_Prompt_: What is needed is an exact reproduction of the listing, without its pictures.

_Task input_:
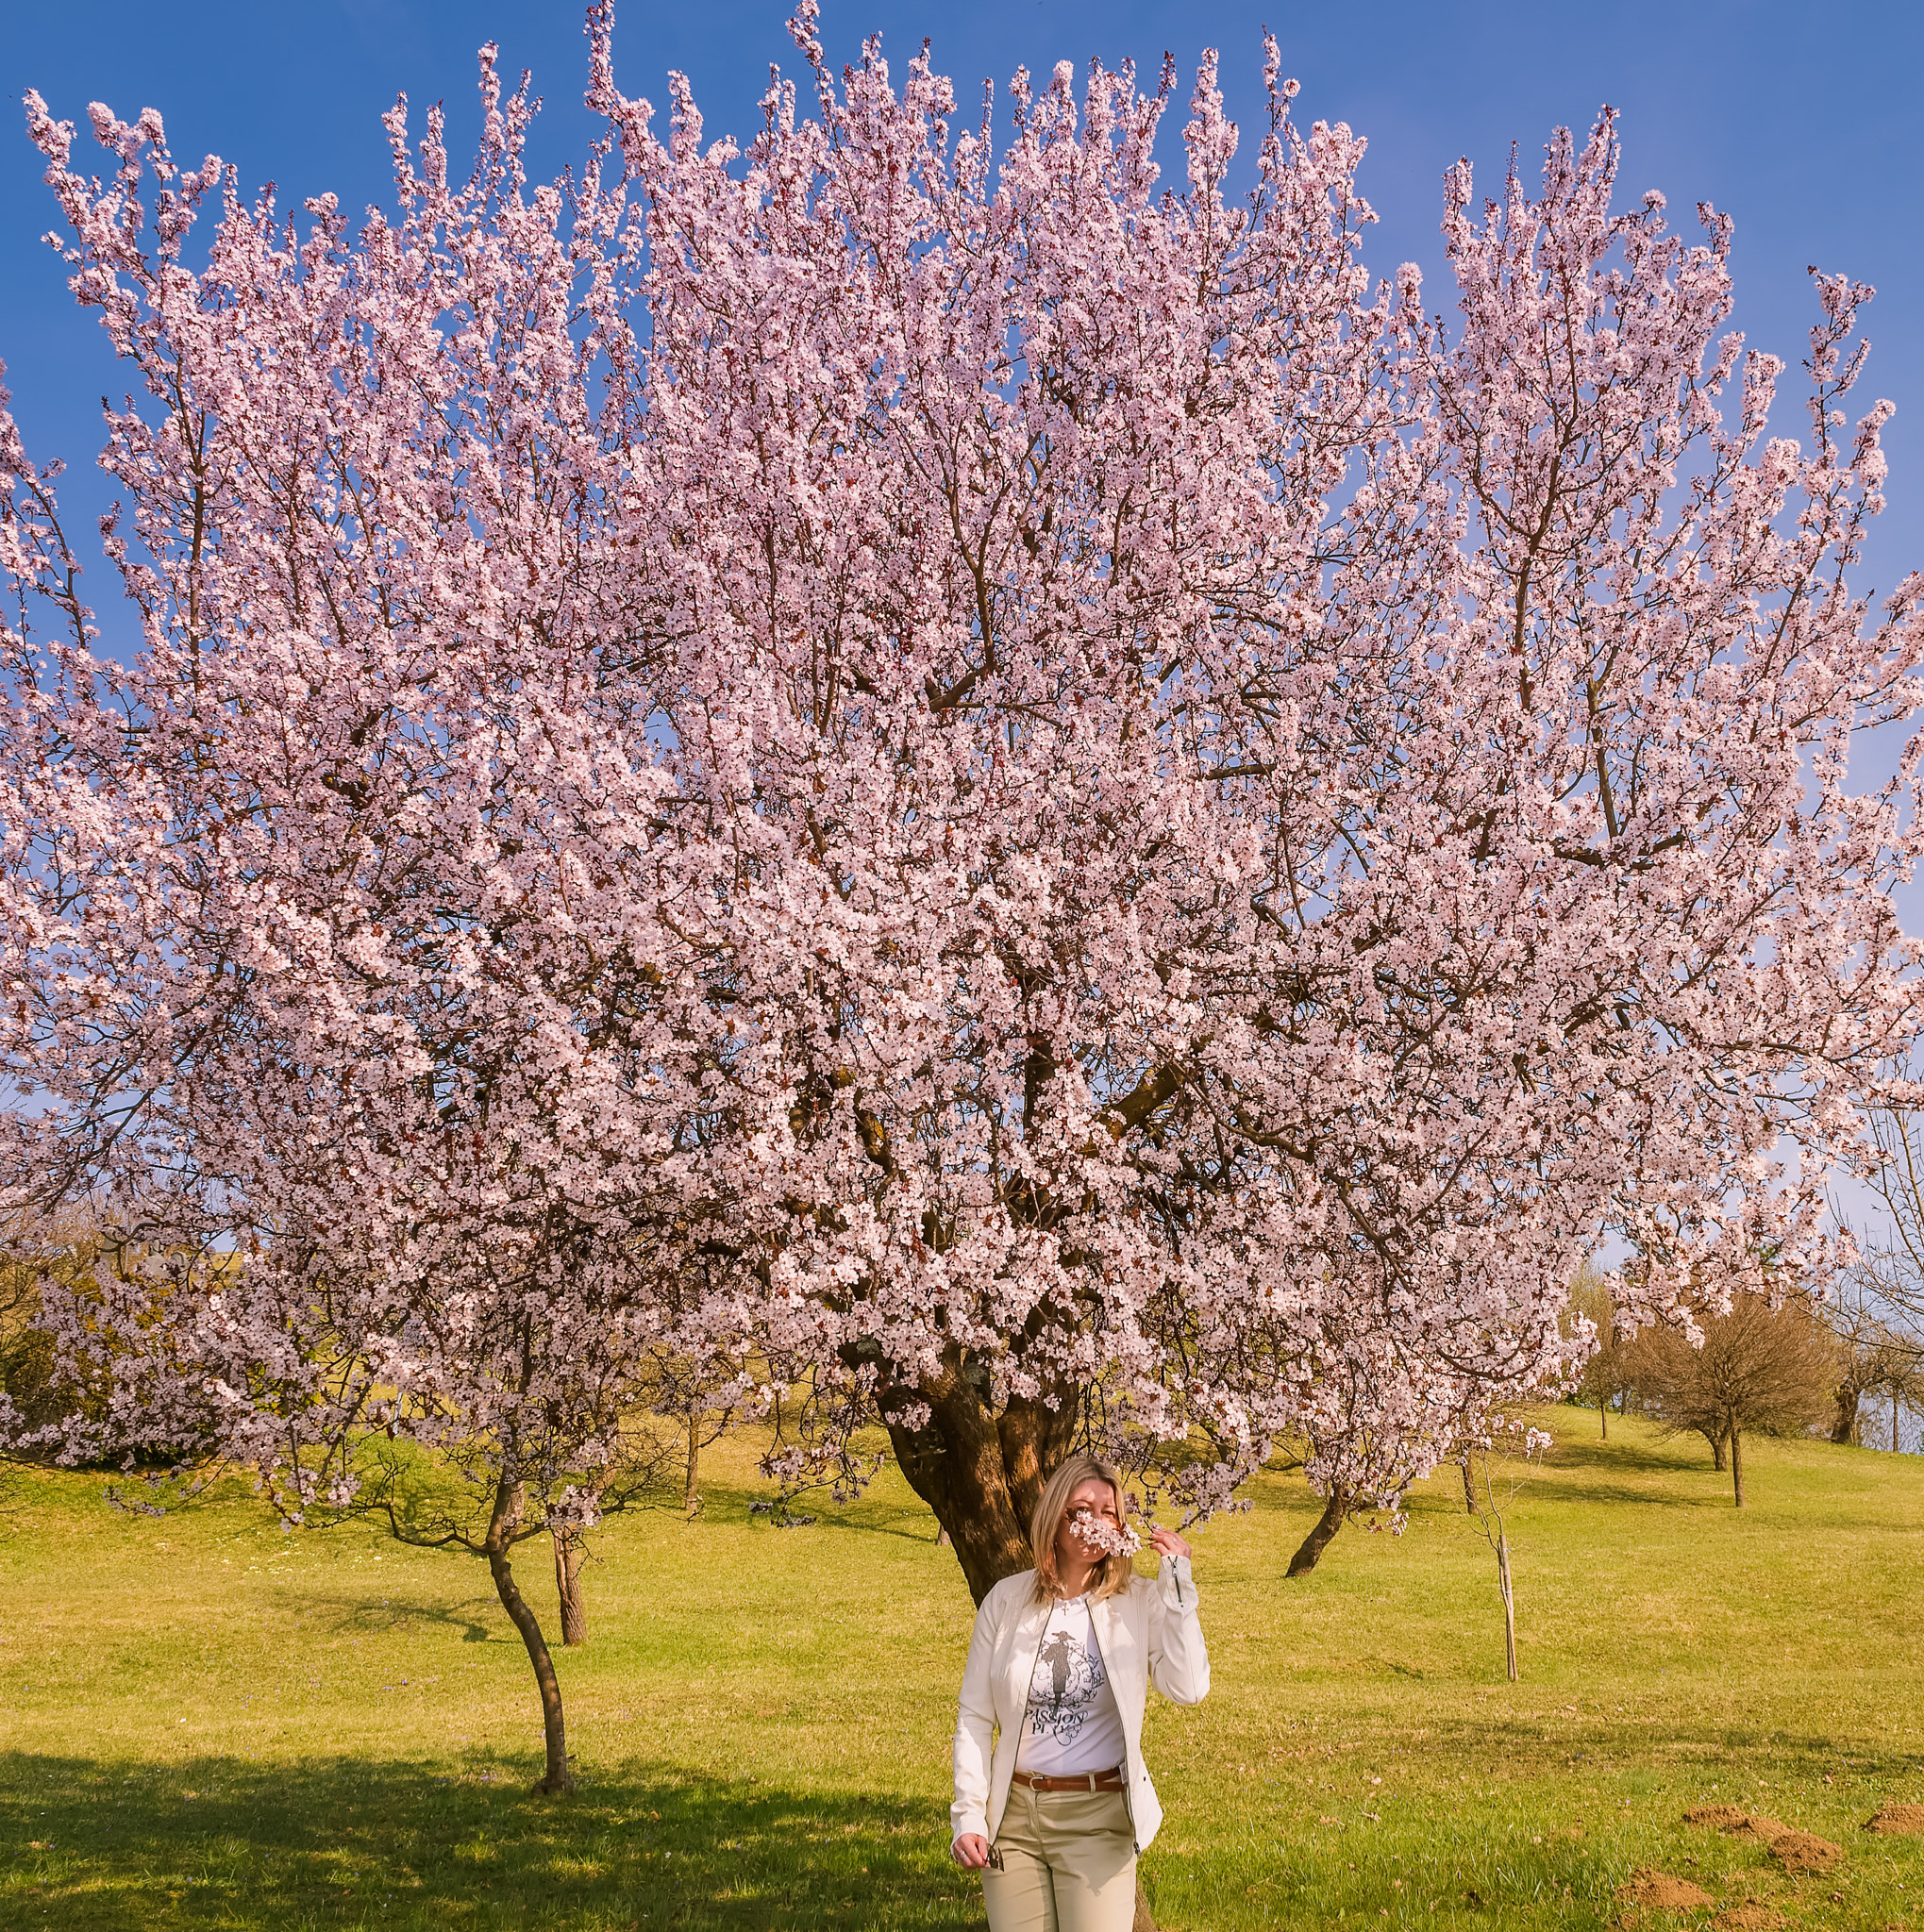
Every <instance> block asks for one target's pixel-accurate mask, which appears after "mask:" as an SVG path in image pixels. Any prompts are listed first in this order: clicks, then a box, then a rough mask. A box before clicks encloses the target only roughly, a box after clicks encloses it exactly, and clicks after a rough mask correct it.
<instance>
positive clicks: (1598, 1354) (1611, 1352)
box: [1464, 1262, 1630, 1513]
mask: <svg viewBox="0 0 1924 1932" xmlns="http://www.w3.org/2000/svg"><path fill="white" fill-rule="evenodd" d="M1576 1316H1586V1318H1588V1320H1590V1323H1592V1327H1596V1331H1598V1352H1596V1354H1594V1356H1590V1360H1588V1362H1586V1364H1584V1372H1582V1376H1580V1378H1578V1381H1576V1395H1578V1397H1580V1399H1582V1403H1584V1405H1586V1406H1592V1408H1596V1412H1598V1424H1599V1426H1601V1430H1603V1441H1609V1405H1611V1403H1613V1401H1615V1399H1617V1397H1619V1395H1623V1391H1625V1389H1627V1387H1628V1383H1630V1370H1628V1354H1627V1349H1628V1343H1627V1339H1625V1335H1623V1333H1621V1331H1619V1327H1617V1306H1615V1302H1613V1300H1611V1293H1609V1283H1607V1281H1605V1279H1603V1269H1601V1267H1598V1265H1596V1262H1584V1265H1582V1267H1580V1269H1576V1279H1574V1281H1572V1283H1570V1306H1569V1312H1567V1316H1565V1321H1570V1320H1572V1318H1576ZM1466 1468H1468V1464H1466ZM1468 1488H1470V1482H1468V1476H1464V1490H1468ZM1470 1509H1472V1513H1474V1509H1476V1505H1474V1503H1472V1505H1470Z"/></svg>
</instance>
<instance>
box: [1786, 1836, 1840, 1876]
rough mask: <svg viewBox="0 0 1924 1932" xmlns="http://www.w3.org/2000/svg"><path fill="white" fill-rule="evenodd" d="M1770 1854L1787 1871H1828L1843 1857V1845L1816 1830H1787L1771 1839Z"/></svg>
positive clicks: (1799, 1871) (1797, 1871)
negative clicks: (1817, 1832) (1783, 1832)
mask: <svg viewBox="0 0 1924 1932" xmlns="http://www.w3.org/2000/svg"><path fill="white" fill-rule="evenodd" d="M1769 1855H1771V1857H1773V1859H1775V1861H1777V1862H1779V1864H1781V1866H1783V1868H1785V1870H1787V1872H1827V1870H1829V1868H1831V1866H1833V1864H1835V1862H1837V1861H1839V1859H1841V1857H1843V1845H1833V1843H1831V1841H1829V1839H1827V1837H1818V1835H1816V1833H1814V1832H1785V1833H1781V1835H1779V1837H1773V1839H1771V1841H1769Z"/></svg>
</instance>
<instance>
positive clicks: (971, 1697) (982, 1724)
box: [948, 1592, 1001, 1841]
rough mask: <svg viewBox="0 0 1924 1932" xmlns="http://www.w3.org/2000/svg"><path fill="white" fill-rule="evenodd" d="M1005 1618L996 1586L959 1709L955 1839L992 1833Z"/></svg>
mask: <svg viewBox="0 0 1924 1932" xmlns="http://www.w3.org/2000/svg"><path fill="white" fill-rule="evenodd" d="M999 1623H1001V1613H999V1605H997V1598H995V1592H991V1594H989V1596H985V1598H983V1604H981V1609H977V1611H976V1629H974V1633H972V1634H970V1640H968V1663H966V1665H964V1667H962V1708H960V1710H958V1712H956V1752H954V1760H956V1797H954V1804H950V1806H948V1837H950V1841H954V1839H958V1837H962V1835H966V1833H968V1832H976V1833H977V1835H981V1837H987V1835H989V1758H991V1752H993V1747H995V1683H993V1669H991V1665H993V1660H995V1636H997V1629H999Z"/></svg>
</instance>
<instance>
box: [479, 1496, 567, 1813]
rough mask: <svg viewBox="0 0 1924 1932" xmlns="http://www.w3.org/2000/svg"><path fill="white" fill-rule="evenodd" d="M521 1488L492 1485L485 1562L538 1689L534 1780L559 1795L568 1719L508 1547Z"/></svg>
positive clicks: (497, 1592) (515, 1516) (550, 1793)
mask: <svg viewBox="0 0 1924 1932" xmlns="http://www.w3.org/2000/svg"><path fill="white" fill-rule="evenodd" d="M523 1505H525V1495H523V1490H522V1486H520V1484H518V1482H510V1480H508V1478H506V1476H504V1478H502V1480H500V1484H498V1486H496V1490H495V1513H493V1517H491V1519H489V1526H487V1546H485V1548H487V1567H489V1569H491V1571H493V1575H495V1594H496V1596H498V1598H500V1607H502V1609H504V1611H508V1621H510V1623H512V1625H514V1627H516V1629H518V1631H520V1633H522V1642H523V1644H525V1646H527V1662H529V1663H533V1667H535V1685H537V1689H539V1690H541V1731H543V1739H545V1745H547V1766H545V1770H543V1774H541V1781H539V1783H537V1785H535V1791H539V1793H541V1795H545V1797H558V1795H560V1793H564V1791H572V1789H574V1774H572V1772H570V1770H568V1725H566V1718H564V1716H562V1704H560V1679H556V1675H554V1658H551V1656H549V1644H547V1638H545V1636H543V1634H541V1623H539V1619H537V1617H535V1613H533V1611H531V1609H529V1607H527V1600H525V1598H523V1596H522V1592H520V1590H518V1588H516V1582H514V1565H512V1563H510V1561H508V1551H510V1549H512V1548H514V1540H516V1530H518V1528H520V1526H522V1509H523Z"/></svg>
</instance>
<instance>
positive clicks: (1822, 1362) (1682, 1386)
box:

_Answer box_:
Every <instance> block asks for one target's pixel-accurate mask, which appears after "mask:" as an SVG path in image pixels. Any prompts are listed first in this order: clicks, then a box, then a rough mask. A box before clicks encloses the target only roughly, a box after clicks encloses it exactly, and clicks after a rough mask correct it.
<instance>
positive clicks: (1598, 1354) (1611, 1352)
box: [1464, 1262, 1630, 1513]
mask: <svg viewBox="0 0 1924 1932" xmlns="http://www.w3.org/2000/svg"><path fill="white" fill-rule="evenodd" d="M1576 1316H1586V1318H1588V1320H1590V1323H1592V1327H1596V1331H1598V1352H1596V1354H1594V1356H1590V1360H1588V1362H1586V1364H1584V1372H1582V1376H1580V1378H1578V1381H1576V1395H1578V1397H1580V1399H1582V1403H1584V1405H1586V1406H1592V1408H1596V1412H1598V1424H1599V1426H1601V1430H1603V1441H1609V1405H1611V1403H1613V1401H1615V1399H1617V1397H1619V1395H1623V1391H1625V1389H1627V1387H1628V1383H1630V1370H1628V1354H1627V1349H1628V1343H1627V1339H1625V1335H1623V1333H1621V1331H1619V1327H1617V1306H1615V1302H1613V1300H1611V1293H1609V1283H1607V1281H1605V1279H1603V1269H1601V1267H1598V1265H1596V1262H1584V1265H1582V1267H1580V1269H1576V1279H1574V1281H1572V1283H1570V1306H1569V1312H1567V1316H1565V1321H1570V1320H1572V1318H1576ZM1466 1468H1468V1464H1466ZM1468 1488H1470V1482H1468V1476H1464V1490H1468ZM1470 1509H1472V1513H1474V1509H1476V1505H1474V1503H1472V1505H1470Z"/></svg>
</instance>
<instance>
box: [1786, 1836, 1840, 1876]
rough mask: <svg viewBox="0 0 1924 1932" xmlns="http://www.w3.org/2000/svg"><path fill="white" fill-rule="evenodd" d="M1770 1854L1787 1871H1828L1843 1857V1845L1816 1830H1787L1771 1839Z"/></svg>
positive clicks: (1799, 1871) (1797, 1871)
negative clicks: (1817, 1832) (1783, 1832)
mask: <svg viewBox="0 0 1924 1932" xmlns="http://www.w3.org/2000/svg"><path fill="white" fill-rule="evenodd" d="M1769 1855H1771V1857H1773V1859H1775V1861H1777V1862H1779V1864H1781V1866H1783V1868H1785V1870H1787V1872H1827V1870H1829V1868H1831V1866H1833V1864H1835V1862H1837V1861H1839V1859H1841V1857H1843V1845H1833V1843H1831V1841H1829V1839H1827V1837H1818V1835H1816V1833H1814V1832H1785V1833H1781V1835H1779V1837H1773V1839H1771V1841H1769Z"/></svg>
</instance>
<instance>
positive clicks: (971, 1697) (982, 1724)
box: [948, 1592, 1001, 1841]
rough mask: <svg viewBox="0 0 1924 1932" xmlns="http://www.w3.org/2000/svg"><path fill="white" fill-rule="evenodd" d="M1005 1618L996 1586L959 1709L955 1839L992 1833Z"/></svg>
mask: <svg viewBox="0 0 1924 1932" xmlns="http://www.w3.org/2000/svg"><path fill="white" fill-rule="evenodd" d="M999 1623H1001V1613H999V1605H997V1598H995V1592H991V1594H989V1596H985V1598H983V1604H981V1609H977V1611H976V1629H974V1633H972V1634H970V1640H968V1663H966V1665H964V1667H962V1708H960V1710H958V1712H956V1752H954V1760H956V1797H954V1804H950V1806H948V1837H950V1841H954V1839H958V1837H962V1835H966V1833H968V1832H976V1833H977V1835H981V1837H987V1835H989V1758H991V1752H993V1747H995V1683H993V1669H991V1665H993V1660H995V1636H997V1629H999Z"/></svg>
</instance>
<instance>
box: [479, 1496, 567, 1813]
rough mask: <svg viewBox="0 0 1924 1932" xmlns="http://www.w3.org/2000/svg"><path fill="white" fill-rule="evenodd" d="M521 1488L492 1485L485 1562L538 1689L534 1780L559 1795L568 1719L508 1547Z"/></svg>
positive clicks: (497, 1592) (515, 1516) (550, 1793)
mask: <svg viewBox="0 0 1924 1932" xmlns="http://www.w3.org/2000/svg"><path fill="white" fill-rule="evenodd" d="M523 1505H525V1495H523V1490H522V1486H520V1484H518V1482H510V1480H508V1478H506V1476H504V1478H502V1480H500V1484H498V1486H496V1490H495V1513H493V1517H491V1519H489V1526H487V1546H485V1548H487V1567H489V1569H491V1571H493V1575H495V1594H496V1596H498V1598H500V1607H502V1609H504V1611H508V1621H510V1623H512V1625H514V1627H516V1629H518V1631H520V1633H522V1642H523V1644H525V1646H527V1662H529V1663H533V1667H535V1685H537V1689H539V1690H541V1731H543V1739H545V1745H547V1766H545V1770H543V1774H541V1781H539V1783H537V1785H535V1791H539V1793H541V1795H545V1797H558V1795H560V1793H564V1791H572V1789H574V1774H572V1772H570V1770H568V1725H566V1718H564V1716H562V1704H560V1679H556V1675H554V1658H551V1656H549V1644H547V1638H545V1636H543V1634H541V1623H539V1619H537V1617H535V1613H533V1611H531V1609H529V1607H527V1600H525V1598H523V1596H522V1592H520V1590H518V1588H516V1582H514V1565H512V1563H510V1561H508V1551H510V1549H512V1548H514V1540H516V1530H518V1528H520V1526H522V1509H523Z"/></svg>
</instance>
<instance>
positive clicks: (1822, 1362) (1682, 1386)
box:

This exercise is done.